YOUR GOAL: Whenever the word "instance" appears in a line of the data below, copy that line.

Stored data
=== Begin Enclosure ===

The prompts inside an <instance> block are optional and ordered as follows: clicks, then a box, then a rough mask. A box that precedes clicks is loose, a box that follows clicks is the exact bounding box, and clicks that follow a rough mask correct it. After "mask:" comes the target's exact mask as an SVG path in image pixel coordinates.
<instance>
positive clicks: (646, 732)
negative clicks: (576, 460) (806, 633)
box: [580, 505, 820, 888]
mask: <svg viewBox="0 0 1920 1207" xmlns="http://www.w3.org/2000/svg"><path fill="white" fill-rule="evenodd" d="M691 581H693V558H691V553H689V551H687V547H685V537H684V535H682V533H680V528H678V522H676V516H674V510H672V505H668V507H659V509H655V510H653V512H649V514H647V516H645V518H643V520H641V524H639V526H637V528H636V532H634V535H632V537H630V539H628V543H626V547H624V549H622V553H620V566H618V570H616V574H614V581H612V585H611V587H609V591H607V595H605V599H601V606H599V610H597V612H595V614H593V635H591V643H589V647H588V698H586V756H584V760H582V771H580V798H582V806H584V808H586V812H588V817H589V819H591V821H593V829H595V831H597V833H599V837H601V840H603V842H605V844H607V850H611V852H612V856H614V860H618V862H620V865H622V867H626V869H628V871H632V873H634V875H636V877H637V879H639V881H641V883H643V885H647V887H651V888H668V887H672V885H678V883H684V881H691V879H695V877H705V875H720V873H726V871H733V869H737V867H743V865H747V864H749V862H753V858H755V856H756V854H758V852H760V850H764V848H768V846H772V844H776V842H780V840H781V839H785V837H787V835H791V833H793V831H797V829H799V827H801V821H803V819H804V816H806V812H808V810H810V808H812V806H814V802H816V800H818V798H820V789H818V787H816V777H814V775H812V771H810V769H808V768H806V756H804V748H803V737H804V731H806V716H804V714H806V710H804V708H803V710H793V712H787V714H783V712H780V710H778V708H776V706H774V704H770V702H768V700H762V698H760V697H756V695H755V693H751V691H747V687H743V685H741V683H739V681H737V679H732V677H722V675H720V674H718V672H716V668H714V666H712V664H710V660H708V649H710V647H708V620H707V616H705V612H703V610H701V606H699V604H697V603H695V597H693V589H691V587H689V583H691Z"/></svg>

=== End Enclosure ===

TASK RESPONSE:
The prompts inside an <instance> block are optional and ordered as follows: clicks, then a box, then a rough mask. A box that precedes clicks is loose, a box that follows clicks is the exact bounding box, and clicks that follow a rough mask correct it. After "mask:" comes the target's exact mask as an SVG path in image pixel coordinates.
<instance>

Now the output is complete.